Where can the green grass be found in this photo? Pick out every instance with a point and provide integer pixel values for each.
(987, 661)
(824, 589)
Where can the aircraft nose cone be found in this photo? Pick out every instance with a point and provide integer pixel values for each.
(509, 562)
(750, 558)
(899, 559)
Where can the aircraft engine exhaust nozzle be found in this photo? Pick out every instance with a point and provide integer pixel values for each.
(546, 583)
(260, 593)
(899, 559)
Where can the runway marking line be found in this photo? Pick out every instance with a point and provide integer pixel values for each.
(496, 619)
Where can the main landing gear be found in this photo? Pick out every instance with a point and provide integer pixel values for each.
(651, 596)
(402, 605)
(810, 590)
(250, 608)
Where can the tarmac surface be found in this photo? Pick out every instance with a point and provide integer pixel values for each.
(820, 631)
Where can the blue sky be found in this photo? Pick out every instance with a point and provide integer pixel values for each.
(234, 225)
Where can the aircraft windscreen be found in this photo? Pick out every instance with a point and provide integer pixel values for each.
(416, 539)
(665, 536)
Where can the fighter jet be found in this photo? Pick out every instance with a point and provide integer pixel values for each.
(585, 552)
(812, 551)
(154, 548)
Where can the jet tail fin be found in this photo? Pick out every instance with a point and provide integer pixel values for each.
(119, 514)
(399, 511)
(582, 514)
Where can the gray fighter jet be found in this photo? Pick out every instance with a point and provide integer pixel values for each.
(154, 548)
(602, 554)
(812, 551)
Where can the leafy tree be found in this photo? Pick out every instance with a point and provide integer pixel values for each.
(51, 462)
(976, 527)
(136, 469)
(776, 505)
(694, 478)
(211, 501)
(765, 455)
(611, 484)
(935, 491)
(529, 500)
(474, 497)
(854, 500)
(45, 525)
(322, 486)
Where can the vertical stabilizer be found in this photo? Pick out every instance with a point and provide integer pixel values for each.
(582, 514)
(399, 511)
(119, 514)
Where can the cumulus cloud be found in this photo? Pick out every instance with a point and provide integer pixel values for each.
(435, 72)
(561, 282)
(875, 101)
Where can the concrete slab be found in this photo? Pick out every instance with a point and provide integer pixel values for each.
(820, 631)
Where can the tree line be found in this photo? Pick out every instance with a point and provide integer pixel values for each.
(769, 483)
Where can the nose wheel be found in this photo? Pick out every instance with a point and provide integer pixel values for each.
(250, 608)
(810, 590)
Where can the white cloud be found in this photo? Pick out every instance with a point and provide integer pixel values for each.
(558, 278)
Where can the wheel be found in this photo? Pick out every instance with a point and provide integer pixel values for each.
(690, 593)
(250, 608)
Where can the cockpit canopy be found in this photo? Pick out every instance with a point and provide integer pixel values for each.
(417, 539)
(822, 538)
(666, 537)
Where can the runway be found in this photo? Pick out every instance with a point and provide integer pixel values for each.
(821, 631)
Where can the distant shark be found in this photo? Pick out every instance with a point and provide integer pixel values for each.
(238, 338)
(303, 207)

▸ Task description: Repeat exactly, and only, the lines from the one containing "Where can the nose" through the end of the material.

▸ Written answer:
Where can the nose wheel be found in this photo? Pick out every instance with a point and provide integer pixel values for each.
(250, 608)
(810, 590)
Where can the white cloud be found in this photo? Pick out every instance with a point and provide integer pixel values for each.
(558, 278)
Where can the wheel be found in this photo? Pick out every instance with a point and provide integer pixel values for each.
(690, 593)
(250, 608)
Where can the cockpit canopy be found in this photo? Pick out every instance with a point and provide integer pixel values for each.
(417, 539)
(822, 538)
(666, 537)
Where can the runway be found in this photo? Pick out every instance with a point and provide integer pixel values for each.
(821, 631)
Where can the distant shark be found in this photo? Pick out every instance with a point and provide integer pixel values for each.
(238, 338)
(303, 207)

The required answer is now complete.